Smile by Sarah Ruhl review – what if you could no longer look happy?

“Smiling doesn’t win you gold medals,” the gymnast Simone Biles famously retorted when a judge told her to smile more. While that may be true, few would deny that life without smiles would be diminished in ways we can scarcely imagine. What do they mean to us? Does the physical act of smiling create joy, or the other way around? What happens if you can’t smile, even though you want to? These are questions that the distinguished American playwright Sarah Ruhl explores, with a winning combination of wisdom and erudition.

Ruhl lost her smile for more than 10 years due to Bell’s palsy, which caused the left side of her face to be almost completely paralysed. The morning after she gave birth to twins, a lactation consultant remarked that her eye looked droopy. When she looked in the mirror, she was astonished to see that half her face had fallen. She couldn’t move the left side at all. That moment marked a profound shift in her life. “Before I looked in the mirror, I was the same person. After looking in the mirror, entirely different.” Bell’s palsy can be brought on by childbirth, although the link is not well understood. While most sufferers recover in weeks or months, Ruhl was one of the unlucky few in whom it endures.

At the time, Ruhl was on a professional high; one of her plays had just transferred to Broadway, and was nominated for a Tony award. She had been anxious about the impact of twins on her career (she already had an older daughter, aged three). Soon after they were born, Vanity Fair asked her to do a Tony awards photoshoot. Photographers yelled at her on the red carpet: “What’s wrong with you – you can’t smile for your Tony?” When she saw the photo, she couldn’t bear her expression of existential pain, and resolved not to be photographed again. “I felt inside a paradox: I thought I could not truly re-enter the world again until I could smile; and yet, how could I be happy enough to smile, when I couldn’t re-enter the world?”

The personal implications were more torturous still. What does it do to her babies, she wonders, to look into an unsmiling face every day? Will they know that their mother loves and delights in them? She reads that mothers teach children empathy by mirroring their facial expressions. Will her inability to do so mess her children up? And on it goes, Ruhl’s ability to feel joy maddeningly limited by her inability to express it. She observes that joy is a profoundly embodied experience, and quotes Thich Nhat Hanh: “Sometimes your joy is the source of your smile, but sometimes your smile can be the source of your joy.”

================================

_Task prompt_. According to the review of Smile, which condition paralyzed the left side of Sarah Ruhl's face? The lines that come next are separate from the review and unrelated to it.

_Data excerpt_.
================================

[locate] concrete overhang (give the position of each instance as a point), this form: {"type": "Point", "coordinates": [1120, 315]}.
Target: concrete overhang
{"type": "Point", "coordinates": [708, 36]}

================================

_Task response_. Bell's palsy.